▽

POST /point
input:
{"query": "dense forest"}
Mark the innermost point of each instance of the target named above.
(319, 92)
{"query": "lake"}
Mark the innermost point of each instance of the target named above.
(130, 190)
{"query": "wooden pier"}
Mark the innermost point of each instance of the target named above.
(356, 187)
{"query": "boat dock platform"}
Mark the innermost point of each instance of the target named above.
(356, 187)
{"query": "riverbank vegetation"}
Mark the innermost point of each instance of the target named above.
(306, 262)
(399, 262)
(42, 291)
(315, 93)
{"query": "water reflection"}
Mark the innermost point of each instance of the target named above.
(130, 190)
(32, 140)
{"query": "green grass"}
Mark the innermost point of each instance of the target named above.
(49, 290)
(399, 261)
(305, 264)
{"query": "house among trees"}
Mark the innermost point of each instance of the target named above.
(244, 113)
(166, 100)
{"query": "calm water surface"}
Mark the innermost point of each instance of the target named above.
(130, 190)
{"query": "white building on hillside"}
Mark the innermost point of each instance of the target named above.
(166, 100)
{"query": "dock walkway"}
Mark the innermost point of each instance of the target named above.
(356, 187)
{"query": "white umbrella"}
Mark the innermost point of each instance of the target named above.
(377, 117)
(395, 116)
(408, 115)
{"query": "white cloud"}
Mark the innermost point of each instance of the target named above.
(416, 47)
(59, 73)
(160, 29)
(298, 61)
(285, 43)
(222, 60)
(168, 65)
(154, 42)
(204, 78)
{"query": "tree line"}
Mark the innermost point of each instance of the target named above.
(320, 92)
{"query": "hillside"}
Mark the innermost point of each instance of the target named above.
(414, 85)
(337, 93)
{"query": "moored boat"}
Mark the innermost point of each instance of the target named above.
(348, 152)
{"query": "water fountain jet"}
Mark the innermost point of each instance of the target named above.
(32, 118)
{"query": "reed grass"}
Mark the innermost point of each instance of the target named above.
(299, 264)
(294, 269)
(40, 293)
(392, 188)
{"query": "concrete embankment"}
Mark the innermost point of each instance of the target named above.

△

### PROBLEM
What lines of the listing contain the word "water"? Copy them all.

### FINAL ANSWER
{"query": "water reflection"}
{"query": "calm water surface"}
{"query": "water fountain jet"}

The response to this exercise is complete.